*Excerpt provided*:
For Russia and China, though, a multipolar political order is
desirable, so that they too can share power with the U.S. in
determining how the world should be governed. Beijing and Moscow
have, as two nuclear powers, been able to use the Shanghai-Five
to affirm multipolarity as a creed. The Chinese President, Mr.
Jiang Zemin, has firmly given up his original, even if tentative,
visions of creating a tripolar world. As China-watchers like
Willy Wo-lap Lam point out, Mr. Jiang had around 1997 envisioned
a futurist tripolar world consisting of the U.S.-led Americas,
Europe and an Asia led by a resurgent China. If China has now
given up the dream of a tripolar world, the reason has much to do
with the U.S.' move to become the first invulnerable power.
Two reasons account for the relative failure of the U.S. so far
to position itself as a key strategic player in Central Asia,
more precisely between Russia and China, in a bid to make them
feel an American ``presence'' at their very doorsteps. First, as
keen Asian diplomats point out, the U.S. has remained somewhat
slow to have anticipated Russia's bid to re-establish firm
strategic control over the Central Asian states. They were in any
case constituents of the former Soviet Union. Surely, the new
Russia, under its first leader (a U.S.-friendly Mr. Boris
Yeltsin), chose to play second fiddle to Washington in Central
Asia. That would account for a certain initial leisureliness on
the part of the U.S. in seeking to spread its strategic wings
across an uncharted Central Asia. However, Mr. Yeltsin's
successor, Mr. Vladmir Putin, has acted quite quickly to retrieve
Central Asia as Russia's forward base.
The second factor, of course, is the present Bush
administration's recognition of China, rather than Russia, as a
potential epicentre of anti-America sentiments in the future. A
policy quest by the previous U.S. President, Mr. Bill Clinton, to
engage China was, of course, preceded by his move for a firmer
strategic clasping of an ally like Japan. So, the U.S.-China
engagement until last year was balanced by America's practice of
placing a premium on its forward presence in East Asia. Not
surprisingly then, Beijing saw itself as being constrained by the
U.S. despite the hoopla over engagement. China's sense of
constrainment accounts for its initiative on the Shanghai-Five.
Alarming to China and Russia is the latest comment by the U.S.
President, Mr. George W. Bush, that he wants to seek peace by
redefining war on America's terms. While this doctrine of
confrontation (as seen from Beijing) applies to the Asia-Pacific
theatre, China and Russia will like to assess the U.S.' will in
regard to Central Asia in particular. China and Russia have
already positioned themselves as the warriors against Islamic
fundamentalism that could spew out of Afghanistan. For the U.S.,
which does not discount Central Asia as a reservoir of
conventional energy sources, the importance of this theatre is
heightened by the Taliban challenge. Washington is keen that the
Taliban hand over Osama bin Laden. Mr. Bush may want to lead a
war against international terror, too, on America's own terms.
Yet, the Shanghai-Five' consensus on a strict implementation of
the U.N. arms embargo and other sanctions against the Taliban can
only suit the U.S. too. The question, therefore, is whether the
Taliban challenge - political terror and narco-terror - can bring
the U.S. closer to the Shanghai-Five. Elsewhere, India and
several others are keen on engaging or associating themselves
with this forum. However, much will depend on how far the
Shanghai-Five will seek to coordinate the military strategies of
its constituents in containing Islamic fundamentalism. Russia is
forming an unrelated rapid-reaction force for this purpose in
conjunction with some of its Soviet-vintage fellow-republics.

*Set problem A*:
Show every line of the records that contains the string "target", with case counting in the match.

*Available records*:

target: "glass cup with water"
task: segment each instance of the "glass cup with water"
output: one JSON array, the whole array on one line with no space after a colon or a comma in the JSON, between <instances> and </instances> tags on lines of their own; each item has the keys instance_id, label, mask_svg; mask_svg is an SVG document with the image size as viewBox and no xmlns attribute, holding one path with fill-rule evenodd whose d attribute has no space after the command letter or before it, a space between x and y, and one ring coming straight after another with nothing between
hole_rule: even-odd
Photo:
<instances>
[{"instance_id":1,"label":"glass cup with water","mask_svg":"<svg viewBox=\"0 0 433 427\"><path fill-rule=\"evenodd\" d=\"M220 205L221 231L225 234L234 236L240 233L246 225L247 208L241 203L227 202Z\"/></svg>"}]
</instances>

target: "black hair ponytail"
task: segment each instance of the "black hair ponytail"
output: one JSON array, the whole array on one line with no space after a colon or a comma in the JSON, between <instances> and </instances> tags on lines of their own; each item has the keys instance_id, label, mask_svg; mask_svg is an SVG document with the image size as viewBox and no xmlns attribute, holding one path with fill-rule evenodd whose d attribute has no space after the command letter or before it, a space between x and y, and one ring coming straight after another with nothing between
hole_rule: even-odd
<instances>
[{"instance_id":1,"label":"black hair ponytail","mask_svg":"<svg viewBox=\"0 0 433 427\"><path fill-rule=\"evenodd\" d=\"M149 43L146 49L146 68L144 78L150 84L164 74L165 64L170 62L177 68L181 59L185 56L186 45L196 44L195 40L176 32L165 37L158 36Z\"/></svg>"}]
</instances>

*Set problem B*:
In the excerpt on the Shanghai-Five, what three parts made up the tripolar world Mr. Jiang envisioned around 1997?

*Written solution A*:
target: "glass cup with water"
target: "black hair ponytail"

*Written solution B*:
The U.S.-led Americas, Europe, and an Asia led by a resurgent China.